● **DATA LISTING**:
-- begin --

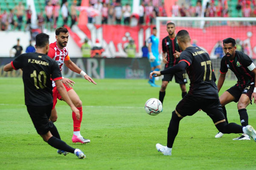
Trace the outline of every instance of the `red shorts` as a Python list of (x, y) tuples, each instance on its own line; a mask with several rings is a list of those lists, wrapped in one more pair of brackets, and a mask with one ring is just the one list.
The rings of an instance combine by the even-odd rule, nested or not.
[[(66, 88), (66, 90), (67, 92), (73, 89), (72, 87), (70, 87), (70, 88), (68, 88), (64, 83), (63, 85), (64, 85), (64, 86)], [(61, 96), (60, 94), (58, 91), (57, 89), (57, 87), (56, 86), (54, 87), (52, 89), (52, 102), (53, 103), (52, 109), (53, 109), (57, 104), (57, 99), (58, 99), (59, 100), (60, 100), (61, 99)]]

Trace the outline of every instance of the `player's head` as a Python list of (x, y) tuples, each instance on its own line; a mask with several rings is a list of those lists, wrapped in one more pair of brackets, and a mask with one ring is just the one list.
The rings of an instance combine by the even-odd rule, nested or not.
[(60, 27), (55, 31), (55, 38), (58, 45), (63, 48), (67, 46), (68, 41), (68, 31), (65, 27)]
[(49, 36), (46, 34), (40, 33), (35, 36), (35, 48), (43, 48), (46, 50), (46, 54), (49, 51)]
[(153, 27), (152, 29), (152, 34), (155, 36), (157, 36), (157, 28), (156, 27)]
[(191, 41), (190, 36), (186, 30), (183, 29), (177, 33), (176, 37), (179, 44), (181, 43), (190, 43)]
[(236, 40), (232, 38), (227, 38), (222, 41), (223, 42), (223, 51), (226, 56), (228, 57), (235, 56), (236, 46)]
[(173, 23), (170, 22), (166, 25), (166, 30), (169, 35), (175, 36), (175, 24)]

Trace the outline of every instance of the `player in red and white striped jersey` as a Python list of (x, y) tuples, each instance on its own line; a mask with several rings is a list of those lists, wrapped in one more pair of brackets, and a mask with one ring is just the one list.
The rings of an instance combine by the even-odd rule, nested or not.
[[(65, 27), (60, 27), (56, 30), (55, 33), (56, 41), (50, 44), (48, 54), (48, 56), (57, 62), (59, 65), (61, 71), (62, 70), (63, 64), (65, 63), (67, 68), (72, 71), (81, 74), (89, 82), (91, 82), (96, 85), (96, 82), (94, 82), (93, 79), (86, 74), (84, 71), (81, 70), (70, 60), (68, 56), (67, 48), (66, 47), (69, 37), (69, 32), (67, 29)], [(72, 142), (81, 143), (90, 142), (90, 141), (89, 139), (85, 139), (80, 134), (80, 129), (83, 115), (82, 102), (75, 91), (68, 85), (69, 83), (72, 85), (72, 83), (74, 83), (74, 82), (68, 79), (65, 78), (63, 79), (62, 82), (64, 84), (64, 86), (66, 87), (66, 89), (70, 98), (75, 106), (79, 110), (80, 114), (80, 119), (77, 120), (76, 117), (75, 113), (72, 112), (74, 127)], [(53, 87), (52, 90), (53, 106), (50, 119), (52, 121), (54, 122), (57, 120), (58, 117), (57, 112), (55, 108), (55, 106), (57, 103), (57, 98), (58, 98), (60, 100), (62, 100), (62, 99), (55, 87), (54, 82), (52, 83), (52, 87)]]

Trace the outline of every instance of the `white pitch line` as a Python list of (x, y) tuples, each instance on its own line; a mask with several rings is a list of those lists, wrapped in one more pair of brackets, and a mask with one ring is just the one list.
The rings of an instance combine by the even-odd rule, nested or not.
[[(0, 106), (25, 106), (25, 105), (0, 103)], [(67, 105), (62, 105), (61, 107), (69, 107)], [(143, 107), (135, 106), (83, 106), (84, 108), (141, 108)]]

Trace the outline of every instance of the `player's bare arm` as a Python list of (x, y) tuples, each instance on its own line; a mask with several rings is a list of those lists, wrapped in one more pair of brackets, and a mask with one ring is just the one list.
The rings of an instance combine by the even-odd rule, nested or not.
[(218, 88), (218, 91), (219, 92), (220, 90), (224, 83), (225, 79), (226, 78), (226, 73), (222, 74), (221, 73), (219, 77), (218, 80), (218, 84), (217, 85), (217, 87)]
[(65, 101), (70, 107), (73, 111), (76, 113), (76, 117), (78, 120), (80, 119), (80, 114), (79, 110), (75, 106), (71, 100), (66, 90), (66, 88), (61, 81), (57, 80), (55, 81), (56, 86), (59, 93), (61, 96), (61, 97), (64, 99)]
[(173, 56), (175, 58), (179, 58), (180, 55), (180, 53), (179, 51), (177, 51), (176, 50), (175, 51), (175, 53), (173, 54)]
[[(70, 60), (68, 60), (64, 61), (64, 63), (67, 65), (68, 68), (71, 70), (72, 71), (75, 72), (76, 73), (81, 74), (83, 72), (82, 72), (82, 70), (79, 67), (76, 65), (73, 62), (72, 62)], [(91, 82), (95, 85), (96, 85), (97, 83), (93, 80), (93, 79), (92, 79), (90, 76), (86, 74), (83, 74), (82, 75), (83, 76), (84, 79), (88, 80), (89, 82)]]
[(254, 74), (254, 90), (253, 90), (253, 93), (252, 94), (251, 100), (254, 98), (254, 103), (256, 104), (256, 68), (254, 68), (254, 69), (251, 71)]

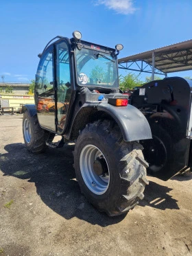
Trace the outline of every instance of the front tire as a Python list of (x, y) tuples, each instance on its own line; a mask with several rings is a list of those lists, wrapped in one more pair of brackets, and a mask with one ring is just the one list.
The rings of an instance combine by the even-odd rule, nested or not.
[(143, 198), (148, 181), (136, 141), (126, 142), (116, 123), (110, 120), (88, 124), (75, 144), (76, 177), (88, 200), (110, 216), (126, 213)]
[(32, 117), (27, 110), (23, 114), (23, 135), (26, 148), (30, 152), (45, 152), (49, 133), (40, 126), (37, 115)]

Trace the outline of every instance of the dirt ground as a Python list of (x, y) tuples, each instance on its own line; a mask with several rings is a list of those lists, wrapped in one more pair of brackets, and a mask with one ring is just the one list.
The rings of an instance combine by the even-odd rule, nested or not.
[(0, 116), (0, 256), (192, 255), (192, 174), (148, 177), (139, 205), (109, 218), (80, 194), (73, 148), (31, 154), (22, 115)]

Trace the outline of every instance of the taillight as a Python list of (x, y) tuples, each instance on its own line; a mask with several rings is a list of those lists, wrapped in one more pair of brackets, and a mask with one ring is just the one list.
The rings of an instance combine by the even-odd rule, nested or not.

-- end --

● **BRIEF**: Return exactly the lines from the one containing "Trace the outline of every instance of the dirt" through the last line of the records above, both included, and nothing else.

● **THE RESPONSE**:
Trace the outline of every instance of the dirt ground as a Python list of (x, y) tuples, each instance on its own line; a mask with several rings is a list of those lists, wrapped in one more pair of brackets, and a mask with one ring is just the one list.
The rings of an instance combine by the even-odd rule, nested or not.
[(0, 116), (0, 256), (192, 255), (192, 174), (148, 177), (139, 205), (109, 218), (80, 194), (73, 148), (31, 154), (22, 115)]

Trace the outline of every instance of the taillight as a Python list of (x, y) tuples, each instance on its own line; a mask with several rings is a list of those lists, wrapped in one more pair of brackets, and a mask with one ring is just the one list.
The rings of an instance combine by the even-odd rule, nested or not.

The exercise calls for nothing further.